EXERCISE: Please take the lines from the one holding "Where can the power" through the one holding "Where can the porch" in the data below and copy them exactly.

MATERIAL FOR THIS TASK:
== Segment start ==

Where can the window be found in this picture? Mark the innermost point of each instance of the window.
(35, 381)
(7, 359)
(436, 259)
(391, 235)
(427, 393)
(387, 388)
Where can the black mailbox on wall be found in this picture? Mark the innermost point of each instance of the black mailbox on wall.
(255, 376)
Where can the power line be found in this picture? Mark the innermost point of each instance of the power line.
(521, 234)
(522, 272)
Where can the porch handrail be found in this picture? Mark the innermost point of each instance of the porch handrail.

== Segment end ==
== Segment start ==

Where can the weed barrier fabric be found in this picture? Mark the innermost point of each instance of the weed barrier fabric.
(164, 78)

== Segment end ==
== Segment start ==

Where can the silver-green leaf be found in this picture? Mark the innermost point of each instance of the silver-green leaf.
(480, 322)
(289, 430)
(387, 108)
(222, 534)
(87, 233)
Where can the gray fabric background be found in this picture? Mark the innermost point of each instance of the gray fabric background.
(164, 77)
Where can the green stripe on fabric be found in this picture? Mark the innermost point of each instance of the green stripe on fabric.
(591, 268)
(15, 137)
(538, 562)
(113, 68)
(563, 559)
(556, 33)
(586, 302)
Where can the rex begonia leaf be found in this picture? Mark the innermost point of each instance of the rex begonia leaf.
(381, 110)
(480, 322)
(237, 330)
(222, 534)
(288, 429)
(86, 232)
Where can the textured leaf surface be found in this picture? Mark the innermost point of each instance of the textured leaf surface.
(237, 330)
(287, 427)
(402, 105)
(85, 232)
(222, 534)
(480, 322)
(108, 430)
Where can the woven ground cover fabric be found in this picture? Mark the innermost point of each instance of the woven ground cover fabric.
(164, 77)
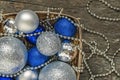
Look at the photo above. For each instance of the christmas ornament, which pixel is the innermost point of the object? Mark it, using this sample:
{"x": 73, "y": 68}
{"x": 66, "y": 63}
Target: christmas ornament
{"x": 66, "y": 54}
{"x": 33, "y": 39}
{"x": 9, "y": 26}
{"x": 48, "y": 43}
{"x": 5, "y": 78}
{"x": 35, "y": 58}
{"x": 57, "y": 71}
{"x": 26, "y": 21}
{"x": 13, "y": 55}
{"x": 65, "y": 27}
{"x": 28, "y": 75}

== Segment end ==

SOLUTION FOR THIS PROBLEM:
Where can the power line be found in this picture? Mark the innermost point of each instance of the power line.
(521, 234)
(522, 272)
Where can the porch handrail be found in this picture? Mark the innermost point of each instance of the porch handrail.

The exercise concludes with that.